- Task item
Print the listing below again. Change nothing.

- Records for this exercise
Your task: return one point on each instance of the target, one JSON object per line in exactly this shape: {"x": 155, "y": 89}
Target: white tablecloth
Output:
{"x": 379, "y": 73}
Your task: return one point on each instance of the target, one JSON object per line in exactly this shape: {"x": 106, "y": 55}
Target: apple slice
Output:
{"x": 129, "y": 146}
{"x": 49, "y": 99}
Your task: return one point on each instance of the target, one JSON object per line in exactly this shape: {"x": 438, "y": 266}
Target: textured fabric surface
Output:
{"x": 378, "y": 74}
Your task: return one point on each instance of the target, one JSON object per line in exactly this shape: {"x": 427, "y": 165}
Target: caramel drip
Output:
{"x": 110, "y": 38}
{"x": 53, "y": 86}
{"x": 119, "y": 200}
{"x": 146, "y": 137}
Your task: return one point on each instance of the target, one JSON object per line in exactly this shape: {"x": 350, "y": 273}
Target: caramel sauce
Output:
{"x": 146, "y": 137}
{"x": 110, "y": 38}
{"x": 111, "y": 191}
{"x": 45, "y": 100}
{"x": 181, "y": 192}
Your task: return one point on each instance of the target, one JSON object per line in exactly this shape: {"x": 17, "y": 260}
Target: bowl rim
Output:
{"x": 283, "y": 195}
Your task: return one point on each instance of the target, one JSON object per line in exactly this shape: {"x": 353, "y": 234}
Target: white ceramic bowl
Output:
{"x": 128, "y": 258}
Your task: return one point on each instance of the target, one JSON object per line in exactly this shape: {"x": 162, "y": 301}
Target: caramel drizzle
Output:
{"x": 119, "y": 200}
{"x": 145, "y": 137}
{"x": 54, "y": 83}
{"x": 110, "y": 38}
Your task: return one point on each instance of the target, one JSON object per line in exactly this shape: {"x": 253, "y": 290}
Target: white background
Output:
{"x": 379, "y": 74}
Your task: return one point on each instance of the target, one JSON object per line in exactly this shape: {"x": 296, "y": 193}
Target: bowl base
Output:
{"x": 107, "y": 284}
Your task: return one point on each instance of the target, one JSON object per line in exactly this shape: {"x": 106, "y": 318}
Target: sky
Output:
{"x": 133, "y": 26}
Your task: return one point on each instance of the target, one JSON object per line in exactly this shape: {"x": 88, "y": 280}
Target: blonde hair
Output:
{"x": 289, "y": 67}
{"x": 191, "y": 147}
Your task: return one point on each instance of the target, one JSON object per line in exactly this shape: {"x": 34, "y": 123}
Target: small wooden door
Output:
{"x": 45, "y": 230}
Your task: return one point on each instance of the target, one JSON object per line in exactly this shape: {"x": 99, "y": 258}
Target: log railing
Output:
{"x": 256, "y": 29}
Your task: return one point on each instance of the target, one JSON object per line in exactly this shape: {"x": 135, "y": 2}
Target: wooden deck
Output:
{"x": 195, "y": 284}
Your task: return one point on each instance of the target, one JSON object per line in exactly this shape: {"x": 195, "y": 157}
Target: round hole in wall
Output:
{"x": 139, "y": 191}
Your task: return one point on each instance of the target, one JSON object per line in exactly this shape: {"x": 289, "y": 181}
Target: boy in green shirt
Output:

- Final answer
Your task: return one point on each instance of the target, one JSON object per line in exactly this shape: {"x": 155, "y": 89}
Target: white tablecloth
Output:
{"x": 379, "y": 73}
Your task: return one point on each instance of the target, one JSON object per line in exactly this shape: {"x": 106, "y": 55}
Target: apple slice
Output:
{"x": 129, "y": 146}
{"x": 49, "y": 99}
Your task: return one point on each instance of the target, one JSON object per line in exactly this shape: {"x": 438, "y": 266}
Target: textured fabric surface
Output:
{"x": 378, "y": 74}
Your task: return one point on each instance of the target, one JSON object per line in exactly this shape: {"x": 427, "y": 165}
Target: caramel drip
Output:
{"x": 110, "y": 38}
{"x": 53, "y": 86}
{"x": 119, "y": 200}
{"x": 146, "y": 137}
Your task: return one point on each instance of the target, one JSON object per line in exactly this shape: {"x": 350, "y": 273}
Target: caramel sauce
Output:
{"x": 146, "y": 137}
{"x": 110, "y": 38}
{"x": 111, "y": 191}
{"x": 45, "y": 100}
{"x": 181, "y": 192}
Your task: return one point on each instance of the target, one JSON object per line in exactly this shape: {"x": 17, "y": 260}
Target: bowl rim
Output:
{"x": 283, "y": 195}
Your task: return one point on each instance of the target, one JSON object per line in exactly this shape: {"x": 353, "y": 234}
Target: white ceramic bowl
Output:
{"x": 128, "y": 258}
Your task: return one point on each instance of the target, one JSON object per line in exactly this shape: {"x": 162, "y": 301}
Target: caramel drizzle
Output:
{"x": 119, "y": 200}
{"x": 145, "y": 137}
{"x": 54, "y": 83}
{"x": 110, "y": 38}
Your task: return one point on each instance of the target, one JSON object per line in exactly this shape: {"x": 253, "y": 290}
Target: white background
Output:
{"x": 379, "y": 74}
Your task: return one point on each instance of the target, one JSON object per line in exactly this shape: {"x": 296, "y": 193}
Target: bowl base
Output:
{"x": 107, "y": 284}
Your task: return one point on each instance of the target, one JSON object per line in exactly this shape: {"x": 106, "y": 318}
Target: sky
Output:
{"x": 133, "y": 26}
Your task: return one point on each instance of the target, one JSON object per line in exactly this shape: {"x": 88, "y": 280}
Target: blonde hair
Output:
{"x": 289, "y": 67}
{"x": 191, "y": 147}
Your task: return one point on each instance of the target, one JSON object per line in exactly this shape: {"x": 34, "y": 123}
Target: small wooden door
Output:
{"x": 45, "y": 230}
Your task: return one point on each instance of the target, one JSON object per line in exactly this shape: {"x": 99, "y": 258}
Target: log railing
Output:
{"x": 256, "y": 29}
Your task: return one point on each instance of the target, one JSON object per line in exactly this shape: {"x": 135, "y": 2}
Target: wooden deck
Output:
{"x": 195, "y": 284}
Your task: return one point on each instance of the target, one JSON object per line in exactly this shape: {"x": 195, "y": 157}
Target: round hole in wall
Output:
{"x": 139, "y": 191}
Your task: return one point on each instance of the target, one JSON object per line in exactly this shape: {"x": 289, "y": 181}
Target: boy in green shirt
Output:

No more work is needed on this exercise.